• **Work to do**: Reproduce the lines below verbatim, omitting the picture placeholders.
---------- Records supplied
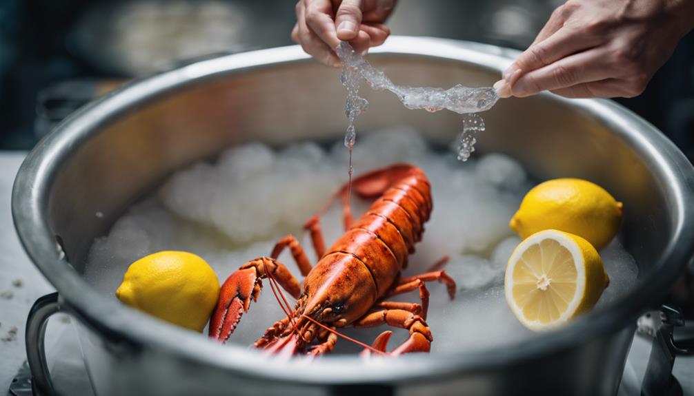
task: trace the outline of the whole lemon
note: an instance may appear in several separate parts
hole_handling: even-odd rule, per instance
[[[160,251],[130,264],[116,297],[160,319],[202,332],[219,297],[219,281],[201,257]]]
[[[530,190],[509,225],[523,239],[555,229],[582,237],[600,250],[617,234],[621,221],[622,203],[600,186],[555,179]]]

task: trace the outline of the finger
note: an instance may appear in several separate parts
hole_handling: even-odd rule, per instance
[[[360,30],[369,35],[369,46],[380,46],[390,35],[390,28],[383,24],[362,24]]]
[[[296,44],[299,44],[299,24],[296,24],[294,25],[294,28],[291,29],[291,34],[290,35],[291,37],[291,41]]]
[[[305,22],[313,33],[330,48],[336,48],[340,40],[332,20],[332,4],[330,0],[304,1]]]
[[[301,44],[301,48],[309,55],[315,57],[319,62],[332,66],[333,67],[340,67],[341,63],[339,58],[335,54],[332,48],[328,46],[325,42],[321,40],[313,30],[309,28],[306,24],[305,19],[305,8],[303,6],[298,7],[299,17],[297,24],[298,24],[298,42]]]
[[[344,0],[335,13],[337,38],[351,42],[359,33],[362,24],[362,0]]]
[[[364,30],[359,30],[357,33],[357,37],[353,40],[350,41],[349,44],[354,48],[354,51],[357,53],[362,54],[362,55],[366,55],[369,51],[369,47],[371,46],[371,40],[369,37],[369,34]]]
[[[552,92],[566,98],[634,98],[641,95],[647,84],[638,78],[606,78]]]
[[[589,50],[568,56],[521,75],[511,85],[514,96],[523,98],[541,91],[561,89],[615,76],[605,51]]]
[[[565,98],[615,98],[629,96],[625,89],[628,82],[617,78],[607,78],[600,81],[593,81],[577,84],[573,87],[554,89],[552,92]]]
[[[549,37],[530,46],[505,72],[504,76],[506,78],[509,71],[512,73],[516,70],[529,73],[600,42],[598,36],[577,34],[574,29],[561,28]]]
--------------------
• **Complete answer**:
task: trace the outline of the whole lemon
note: an instance may appear in several separate parts
hole_handling: even-odd rule, per instance
[[[160,251],[130,264],[116,297],[160,319],[202,332],[219,297],[219,281],[201,257]]]
[[[530,190],[509,225],[523,239],[555,229],[582,237],[600,250],[617,234],[621,221],[622,203],[600,186],[555,179]]]

task: trace the outline of the finger
note: an instance may appear in several separate parts
hole_handling: even-odd rule, per instance
[[[360,30],[369,35],[369,46],[380,46],[390,35],[390,28],[383,24],[362,24]]]
[[[296,44],[299,44],[299,24],[296,24],[294,25],[294,28],[291,29],[291,34],[290,35],[291,37],[291,41]]]
[[[305,22],[313,33],[330,48],[336,48],[340,40],[332,20],[332,4],[330,0],[304,1]]]
[[[301,44],[301,48],[309,55],[315,57],[319,62],[332,66],[333,67],[340,67],[341,63],[339,58],[335,54],[332,48],[328,46],[325,42],[321,40],[313,30],[309,28],[306,24],[305,19],[305,8],[303,6],[298,7],[299,17],[297,24],[298,24],[298,42]]]
[[[344,0],[335,13],[337,38],[351,42],[359,33],[362,24],[362,0]]]
[[[364,30],[359,30],[357,33],[357,37],[353,40],[350,41],[349,44],[354,48],[354,51],[357,53],[362,54],[362,55],[366,55],[369,51],[369,47],[371,46],[371,40],[369,37],[369,34]]]
[[[552,92],[566,98],[634,98],[641,95],[647,84],[638,78],[606,78]]]
[[[589,50],[568,56],[521,75],[511,85],[514,96],[523,98],[541,91],[561,89],[615,76],[605,51]]]
[[[565,98],[615,98],[629,96],[625,89],[628,82],[617,78],[607,78],[600,81],[593,81],[577,84],[573,87],[554,89],[552,92]]]
[[[549,37],[530,46],[505,72],[504,76],[506,78],[509,71],[512,73],[516,70],[529,73],[600,42],[598,36],[577,34],[574,29],[561,28]]]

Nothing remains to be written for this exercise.